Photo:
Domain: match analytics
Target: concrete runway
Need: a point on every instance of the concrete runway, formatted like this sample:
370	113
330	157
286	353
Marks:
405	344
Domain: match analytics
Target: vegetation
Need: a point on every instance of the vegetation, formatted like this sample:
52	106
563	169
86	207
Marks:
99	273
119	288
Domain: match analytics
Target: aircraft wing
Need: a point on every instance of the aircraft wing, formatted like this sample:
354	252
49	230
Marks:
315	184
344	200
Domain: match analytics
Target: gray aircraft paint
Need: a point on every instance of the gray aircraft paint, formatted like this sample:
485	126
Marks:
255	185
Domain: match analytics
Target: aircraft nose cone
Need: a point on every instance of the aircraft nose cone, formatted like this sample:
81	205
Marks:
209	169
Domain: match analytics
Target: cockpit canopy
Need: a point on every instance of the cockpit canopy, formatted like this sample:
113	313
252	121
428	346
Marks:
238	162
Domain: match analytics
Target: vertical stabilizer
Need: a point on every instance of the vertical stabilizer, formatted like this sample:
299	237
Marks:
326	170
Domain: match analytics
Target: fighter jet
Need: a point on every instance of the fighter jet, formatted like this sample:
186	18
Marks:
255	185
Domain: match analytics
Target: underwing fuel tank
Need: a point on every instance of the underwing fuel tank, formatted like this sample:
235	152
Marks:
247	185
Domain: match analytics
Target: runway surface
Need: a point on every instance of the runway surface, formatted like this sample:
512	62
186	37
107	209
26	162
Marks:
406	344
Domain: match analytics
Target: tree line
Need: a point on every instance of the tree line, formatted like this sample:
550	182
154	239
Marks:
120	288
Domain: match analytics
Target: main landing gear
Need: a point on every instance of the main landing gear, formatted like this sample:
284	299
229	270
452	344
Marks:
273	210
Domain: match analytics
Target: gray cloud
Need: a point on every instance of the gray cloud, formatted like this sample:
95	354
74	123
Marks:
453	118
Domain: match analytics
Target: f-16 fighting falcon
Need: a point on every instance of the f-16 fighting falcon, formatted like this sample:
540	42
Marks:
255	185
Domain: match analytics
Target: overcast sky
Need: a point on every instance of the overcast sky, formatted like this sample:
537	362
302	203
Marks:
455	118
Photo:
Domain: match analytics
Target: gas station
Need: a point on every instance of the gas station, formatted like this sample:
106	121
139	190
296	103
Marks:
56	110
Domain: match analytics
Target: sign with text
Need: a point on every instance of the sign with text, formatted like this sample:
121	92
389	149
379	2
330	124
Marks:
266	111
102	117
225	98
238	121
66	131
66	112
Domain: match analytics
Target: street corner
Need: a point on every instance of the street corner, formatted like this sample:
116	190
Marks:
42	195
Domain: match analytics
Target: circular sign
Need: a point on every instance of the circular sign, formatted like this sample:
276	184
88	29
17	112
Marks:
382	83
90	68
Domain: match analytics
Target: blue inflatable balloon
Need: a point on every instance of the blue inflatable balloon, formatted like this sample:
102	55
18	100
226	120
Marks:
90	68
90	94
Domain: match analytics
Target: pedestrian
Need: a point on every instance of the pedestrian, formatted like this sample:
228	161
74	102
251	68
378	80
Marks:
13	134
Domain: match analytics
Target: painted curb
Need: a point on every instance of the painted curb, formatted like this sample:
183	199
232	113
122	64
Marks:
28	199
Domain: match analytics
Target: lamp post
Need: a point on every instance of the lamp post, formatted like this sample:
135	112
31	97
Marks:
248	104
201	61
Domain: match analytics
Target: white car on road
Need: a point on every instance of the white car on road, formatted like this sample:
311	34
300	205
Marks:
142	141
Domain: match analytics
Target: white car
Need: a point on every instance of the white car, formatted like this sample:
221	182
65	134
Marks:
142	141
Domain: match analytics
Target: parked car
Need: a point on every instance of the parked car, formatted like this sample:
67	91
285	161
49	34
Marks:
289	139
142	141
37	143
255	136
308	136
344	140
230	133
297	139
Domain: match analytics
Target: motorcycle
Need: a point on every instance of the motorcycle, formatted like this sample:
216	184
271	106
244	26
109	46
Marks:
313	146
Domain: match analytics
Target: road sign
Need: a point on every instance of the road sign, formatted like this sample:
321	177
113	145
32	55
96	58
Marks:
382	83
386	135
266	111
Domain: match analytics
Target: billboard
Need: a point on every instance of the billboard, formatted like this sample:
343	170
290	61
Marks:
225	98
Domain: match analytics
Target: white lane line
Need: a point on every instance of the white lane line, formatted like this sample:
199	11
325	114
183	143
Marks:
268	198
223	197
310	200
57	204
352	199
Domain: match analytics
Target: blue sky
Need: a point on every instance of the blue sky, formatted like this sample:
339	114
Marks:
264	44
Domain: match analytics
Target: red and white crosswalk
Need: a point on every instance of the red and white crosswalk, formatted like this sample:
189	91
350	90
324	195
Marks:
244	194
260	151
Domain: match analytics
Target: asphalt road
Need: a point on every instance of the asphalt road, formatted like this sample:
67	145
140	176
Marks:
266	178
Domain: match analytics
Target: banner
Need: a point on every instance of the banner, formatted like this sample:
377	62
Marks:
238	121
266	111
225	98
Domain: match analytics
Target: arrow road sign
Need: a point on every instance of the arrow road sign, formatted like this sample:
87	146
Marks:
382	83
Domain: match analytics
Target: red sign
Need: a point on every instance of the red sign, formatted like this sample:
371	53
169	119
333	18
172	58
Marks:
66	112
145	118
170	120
********************
Please list each line of the records above that contains the word "runway", counting only matches with the same capitalization.

** ANSWER TO THIS EXERCISE **
Target: concrete runway
Need: a point on every instance of the concrete runway, formatted like this sample:
Target: runway surface
Need: a point on every instance of the runway surface, formatted like this sample:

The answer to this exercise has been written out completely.